Objectives:
1. In the Spark shuffle spill thread, decide whether each statement agrees with the text: (a) Eric Walker was running Spark 1.3.1 on EMR; (b) the application ran out of disk space every time spilling to disk occurred; (c) adjusting spark.shuffle.memoryFraction produced a clear change in application behavior. Answer yes or no for each, quoting the deciding words.
2. According to Richard Marscher in the Spark shuffle spill thread, what do shuffles always do even without spilling?
3. Please carry on the Spark shuffle spill thread from the point where it stops.

BEGIN Text section

Re: spark.shuffle.spill=false ignored?

2015-09-09 Thread Eric Walker
Hi Richard,

I've stepped away from this issue since I raised my question.  An
additional detail that was unknown at the time was that not in every
instance when the spilling to disk was encountered did the application run
out of disk space; that problem appears to have been a one-off problem.
The main challenge was that the spark.shuffle.spill setting seemed to be
ignored.  This might have been the expected behavior given the skew that
was in the data.

More generally, attempts to tweak the application behavior using such
settings as spark.python.worker.memory and spark.shuffle.memoryFraction had
no observable effect.  It is possible that the ignoring of
the spark.shuffle.spill setting was just a manifestation of a larger issue
going back to a misconfiguration.

Eric


On Wed, Sep 9, 2015 at 4:48 PM, Richard Marscher 
wrote:

> Hi Eric,
>
> I just wanted to do a sanity check, do you know what paths it is trying to
> write to? I ask because even without spilling, shuffles always write to
> disk first before transferring data across the network. I had at one point
> encountered this myself where we accidentally had /tmp mounted on a tiny
> disk and kept running out of disk on shuffles even though we also don't
> spill. You may have already considered or ruled this out though.
>
> On Thu, Sep 3, 2015 at 12:56 PM, Eric Walker 
> wrote:
>
>> Hi,
>>
>> I am using Spark 1.3.1 on EMR with lots of memory.  I have attempted to
>> run a large pyspark job several times, specifying
>> `spark.shuffle.spill=false` in different ways.  It seems that the setting
>> is ignored, at least partially, and some of the tasks start spilling large
>> amounts of data to disk.  The job has been fast enough in the past, but
>> once it starts spilling to disk it lands on Miller's planet [1].
>>
>> Is this expected behavior?  Is it a misconfiguration on my part, e.g.,
>> could there be an incompatible setting that is overriding
>> `spark.shuffle.spill=false`?  Is it something that goes back to Spark
>> 1.3.1?  Is it something that goes back to EMR?  When I've allowed the job
>> to continue on for a while, I've started to see Kryo stack traces in the
>> tasks that are spilling to disk.  The stack traces mention there not being
>> enough disk space, although a `df` shows plenty of space (perhaps after the
>> fact, when temporary files have been cleaned up).
>>
>> Has anyone run into something like this before?  I would be happy to see
>> OOM errors, because that would be consistent with one understanding of what
>> might be going on, but I haven't yet.

END Text section
BEGIN Entries shown

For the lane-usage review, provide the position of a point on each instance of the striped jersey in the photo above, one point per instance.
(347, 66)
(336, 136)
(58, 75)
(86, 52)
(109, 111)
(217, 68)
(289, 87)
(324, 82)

END Entries shown

Answers below:
1.
(a) Yes: "I am using Spark 1.3.1 on EMR with lots of memory."
(b) No: "not in every instance when the spilling to disk was encountered did the application run out of disk space"
(c) No: "attempts to tweak the application behavior using such settings as spark.python.worker.memory and spark.shuffle.memoryFraction had no observable effect"

2. They write to disk first before transferring data across the network.

3.
>>
>> Eric
>>
>>
>> [1] https://www.youtube.com/watch?v=v7OVqXm7_Pk&safe=active
>>
>
>
>
> --
> *Richard Marscher*
> Software Engineer
> Localytics
> Localytics.com  | Our Blog
>  | Twitter  |
> Facebook  | LinkedIn
> 
>


Re: spark.shuffle.spill=false ignored?

2015-09-09 Thread Richard Marscher
Hi Eric,

I just wanted to do a sanity check, do you know what paths it is trying to
write to? I ask because even without spilling, shuffles always write to
disk first before transferring data across the network. I had at one point
encountered this myself where we accidentally had /tmp mounted on a tiny
disk and kept running out of disk on shuffles even though we also don't
spill. You may have already considered or ruled this out though.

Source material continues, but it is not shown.